Records from a collection
☆ ☆ ☆ ☆ ☆ ☆ ☆

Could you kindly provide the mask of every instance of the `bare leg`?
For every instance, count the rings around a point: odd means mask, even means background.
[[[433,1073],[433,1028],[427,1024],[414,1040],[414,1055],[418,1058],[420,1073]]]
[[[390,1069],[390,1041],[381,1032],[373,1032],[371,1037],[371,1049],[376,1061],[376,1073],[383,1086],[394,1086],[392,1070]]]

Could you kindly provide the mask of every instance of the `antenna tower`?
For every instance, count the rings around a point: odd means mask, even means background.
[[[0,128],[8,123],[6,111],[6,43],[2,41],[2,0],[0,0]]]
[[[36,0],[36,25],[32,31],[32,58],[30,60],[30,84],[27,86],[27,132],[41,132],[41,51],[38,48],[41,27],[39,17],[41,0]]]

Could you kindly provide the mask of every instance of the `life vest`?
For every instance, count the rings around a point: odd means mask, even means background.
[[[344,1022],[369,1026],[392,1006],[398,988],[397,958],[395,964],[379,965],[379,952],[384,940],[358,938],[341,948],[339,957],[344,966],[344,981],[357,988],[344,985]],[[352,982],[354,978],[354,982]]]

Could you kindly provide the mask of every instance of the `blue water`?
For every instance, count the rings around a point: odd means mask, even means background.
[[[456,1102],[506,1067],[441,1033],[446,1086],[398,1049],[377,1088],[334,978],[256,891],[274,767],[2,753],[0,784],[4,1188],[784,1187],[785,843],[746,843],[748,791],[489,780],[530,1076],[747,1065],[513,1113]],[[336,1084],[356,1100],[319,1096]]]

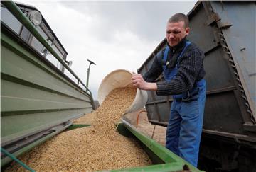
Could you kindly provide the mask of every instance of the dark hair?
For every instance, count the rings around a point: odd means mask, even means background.
[[[169,23],[176,23],[179,21],[184,22],[185,28],[188,27],[188,18],[183,13],[176,13],[168,20]]]

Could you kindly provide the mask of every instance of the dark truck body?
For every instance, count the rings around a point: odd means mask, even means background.
[[[188,14],[188,39],[205,54],[207,92],[199,166],[206,171],[208,163],[203,162],[210,160],[212,167],[223,170],[256,171],[255,6],[255,1],[198,1]],[[166,45],[164,39],[138,73],[145,74]],[[164,81],[162,75],[159,81]],[[148,95],[149,122],[166,126],[171,96]]]

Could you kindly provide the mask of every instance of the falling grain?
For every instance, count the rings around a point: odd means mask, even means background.
[[[22,156],[37,171],[95,171],[151,164],[132,139],[116,132],[116,124],[132,103],[136,89],[112,91],[94,112],[92,125],[63,132]],[[13,164],[6,171],[24,171]]]

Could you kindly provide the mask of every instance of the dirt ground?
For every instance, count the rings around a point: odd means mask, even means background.
[[[138,113],[127,114],[124,115],[124,119],[136,127]],[[154,132],[154,126],[156,127]],[[153,136],[153,139],[165,146],[166,127],[151,125],[148,120],[146,113],[143,112],[139,114],[137,129],[149,137],[152,138]]]

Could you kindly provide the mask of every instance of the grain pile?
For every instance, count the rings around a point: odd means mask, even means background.
[[[151,164],[138,144],[116,132],[136,89],[112,91],[95,111],[91,127],[63,132],[34,148],[21,160],[37,171],[95,171]],[[23,171],[14,164],[6,171]]]

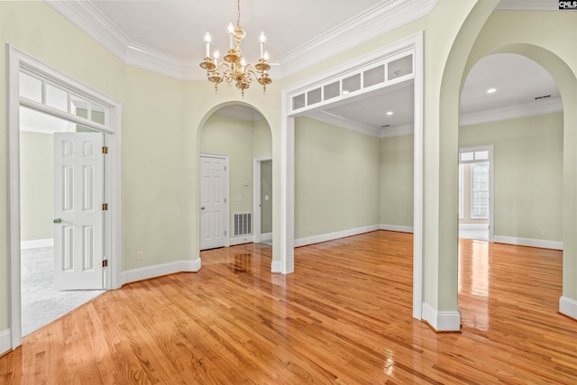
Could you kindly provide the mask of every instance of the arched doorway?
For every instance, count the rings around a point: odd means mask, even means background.
[[[223,105],[206,119],[199,142],[200,250],[258,242],[260,234],[254,234],[255,228],[260,228],[260,215],[257,218],[254,210],[254,162],[272,159],[272,138],[268,122],[250,105]],[[215,167],[214,161],[219,161],[222,167]],[[222,173],[215,179],[225,179],[218,188],[206,185],[209,180],[215,180],[209,178],[212,174],[203,174],[205,169],[211,168],[214,170],[210,172]],[[215,190],[222,194],[216,197],[221,204],[209,207],[215,200],[210,194]],[[270,199],[269,195],[267,203]]]

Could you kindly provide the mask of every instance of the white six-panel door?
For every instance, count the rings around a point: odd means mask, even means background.
[[[102,289],[101,133],[54,134],[54,286]]]
[[[200,250],[226,245],[226,158],[200,157]]]

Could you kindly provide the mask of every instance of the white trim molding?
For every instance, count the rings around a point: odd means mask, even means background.
[[[33,239],[31,241],[22,241],[20,248],[22,250],[38,249],[41,247],[54,247],[54,238]]]
[[[8,133],[8,250],[10,258],[10,325],[12,348],[22,344],[21,308],[21,247],[20,233],[20,106],[25,105],[57,117],[87,125],[107,133],[108,161],[106,161],[105,197],[112,207],[105,215],[105,255],[109,269],[104,271],[105,289],[120,287],[122,269],[122,104],[92,87],[70,78],[59,69],[38,60],[11,44],[5,45],[7,58],[7,133]],[[67,92],[96,102],[109,109],[109,119],[99,124],[61,112],[45,104],[20,96],[20,72],[34,74],[41,81],[49,81]]]
[[[176,58],[131,41],[90,2],[44,0],[124,63],[179,80],[204,80],[197,60]],[[389,0],[271,61],[271,78],[285,78],[431,12],[438,0]],[[283,69],[285,69],[283,70]],[[288,69],[289,69],[289,70]]]
[[[150,280],[177,272],[197,272],[200,270],[200,258],[197,258],[196,260],[176,261],[169,263],[132,269],[123,271],[122,284],[125,285],[130,282],[136,282],[137,280]]]
[[[307,246],[308,244],[320,243],[321,242],[333,241],[339,238],[346,238],[347,236],[359,235],[364,233],[380,230],[379,225],[373,225],[366,227],[358,227],[356,229],[343,230],[335,233],[324,234],[320,235],[309,236],[307,238],[299,238],[295,240],[295,247]]]
[[[536,100],[522,105],[508,105],[501,108],[479,111],[477,113],[462,115],[459,124],[463,126],[481,124],[483,123],[499,122],[506,119],[518,119],[543,114],[552,114],[563,111],[561,97]]]
[[[489,224],[459,224],[459,230],[489,230]]]
[[[568,297],[561,296],[559,298],[559,313],[577,319],[577,301]]]
[[[380,225],[380,230],[396,231],[398,233],[413,233],[413,226],[401,226],[398,225]]]
[[[437,333],[461,331],[461,313],[455,311],[437,311],[426,302],[423,302],[423,320]]]
[[[12,349],[12,333],[10,329],[0,332],[0,355],[9,352]]]
[[[516,244],[517,246],[538,247],[540,249],[563,250],[563,242],[545,239],[518,238],[514,236],[495,235],[497,243]]]
[[[282,261],[273,261],[270,262],[270,272],[282,272]]]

☆ ☆ ☆ ☆ ☆ ☆ ☆

## Exercise brief
Pick out and copy every line of the records above that contains the string "white". Match case exactly.

## Solution below
Could you kindly provide the mask of every instance of the white six-panel door?
Could you kindly provide the mask of every instance of the white trim molding?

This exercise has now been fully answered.